ON SUNDAY I achieved the unique feat of staging a book launch without any books!
Having ordered a shipment from my two suppliers, Createspace and Ingram Spark, neither of them arrived in time for Sunday’s knees-up celebration down the pub.
I managed to prevent the glitterati arriving from far and wide with a note to say the event was cancelled on Facebook. Still, a few friends and family did turn up and we had a great time “wetting the baby’s head”.
Later, I discovered that I had sent my Ingram order to America, when it could have been fulfilled by their European branch Lightning Source, in Milton Keynes 50 miles away!
Crossing The Whitewash has been out there a week now and that was just one of a few glitches I have experienced as an Indie publisher.
Despite this, I’m getting a fantastic response from those who have already read the book. Only today a reader contacted me to say it was one of those books you can’t put down and to get on with the sequel (thanks Margaret!) If only I had the time. At the moment I am still getting to the bottom of the whole murky marketing minefield and discovering glitches to the system as I go.

--- Work instructions ---
1. According to the book launch post, where is Lightning Source located?
2. Name every company or online platform mentioned in the book launch post.
3. Reproduce the stretch of the book launch post from "Later, I discovered" through "50 miles away!".

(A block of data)
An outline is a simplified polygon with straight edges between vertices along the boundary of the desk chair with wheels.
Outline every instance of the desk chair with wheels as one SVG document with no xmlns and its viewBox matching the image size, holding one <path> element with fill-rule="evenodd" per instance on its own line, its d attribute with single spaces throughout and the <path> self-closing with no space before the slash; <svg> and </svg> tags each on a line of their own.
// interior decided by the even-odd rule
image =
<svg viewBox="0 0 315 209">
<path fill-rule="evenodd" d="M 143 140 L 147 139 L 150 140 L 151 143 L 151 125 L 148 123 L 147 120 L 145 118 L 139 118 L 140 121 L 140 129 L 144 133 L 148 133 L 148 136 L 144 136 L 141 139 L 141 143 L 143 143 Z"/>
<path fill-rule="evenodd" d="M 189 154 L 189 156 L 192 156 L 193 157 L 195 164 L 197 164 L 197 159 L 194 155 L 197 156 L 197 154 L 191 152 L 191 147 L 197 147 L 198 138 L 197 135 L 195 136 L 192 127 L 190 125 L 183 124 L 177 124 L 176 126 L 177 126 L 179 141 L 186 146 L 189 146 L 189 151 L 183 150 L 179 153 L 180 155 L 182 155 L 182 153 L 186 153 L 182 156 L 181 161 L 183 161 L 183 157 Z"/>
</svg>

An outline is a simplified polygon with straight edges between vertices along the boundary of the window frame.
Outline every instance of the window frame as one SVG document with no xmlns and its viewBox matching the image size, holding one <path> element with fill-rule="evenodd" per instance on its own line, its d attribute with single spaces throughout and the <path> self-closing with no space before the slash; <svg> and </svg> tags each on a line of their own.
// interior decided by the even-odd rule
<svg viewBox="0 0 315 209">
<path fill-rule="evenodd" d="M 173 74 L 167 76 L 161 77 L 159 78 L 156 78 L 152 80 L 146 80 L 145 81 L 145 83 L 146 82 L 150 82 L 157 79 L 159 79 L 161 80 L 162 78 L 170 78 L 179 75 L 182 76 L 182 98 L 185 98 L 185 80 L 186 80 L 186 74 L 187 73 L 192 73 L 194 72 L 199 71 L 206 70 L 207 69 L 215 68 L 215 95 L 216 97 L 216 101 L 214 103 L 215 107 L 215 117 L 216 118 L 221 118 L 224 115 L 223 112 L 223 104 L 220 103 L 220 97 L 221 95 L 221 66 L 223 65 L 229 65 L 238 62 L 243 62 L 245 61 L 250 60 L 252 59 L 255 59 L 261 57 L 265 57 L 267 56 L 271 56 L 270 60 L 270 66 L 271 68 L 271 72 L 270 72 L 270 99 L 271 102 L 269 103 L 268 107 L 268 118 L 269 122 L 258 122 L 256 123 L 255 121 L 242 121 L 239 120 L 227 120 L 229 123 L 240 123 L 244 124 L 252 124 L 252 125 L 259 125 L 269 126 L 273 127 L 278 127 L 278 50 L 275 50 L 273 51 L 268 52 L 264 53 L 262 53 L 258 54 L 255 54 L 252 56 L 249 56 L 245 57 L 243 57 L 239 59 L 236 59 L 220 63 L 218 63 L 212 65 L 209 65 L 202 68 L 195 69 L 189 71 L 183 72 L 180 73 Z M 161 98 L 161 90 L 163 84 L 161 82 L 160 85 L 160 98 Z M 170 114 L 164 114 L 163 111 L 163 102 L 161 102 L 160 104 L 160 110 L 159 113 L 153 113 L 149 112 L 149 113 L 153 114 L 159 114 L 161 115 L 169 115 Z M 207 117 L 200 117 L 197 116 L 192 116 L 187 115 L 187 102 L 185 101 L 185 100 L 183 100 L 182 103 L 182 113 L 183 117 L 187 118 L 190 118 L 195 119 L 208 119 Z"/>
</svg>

--- Answers for the exercise ---
1. Lightning Source is in Milton Keynes, 50 miles away.

2. Createspace, Ingram Spark, Lightning Source, Facebook

3.
Later, I discovered that I had sent my Ingram order to America, when it could have been fulfilled by their European branch Lightning Source, in Milton Keynes 50 miles away!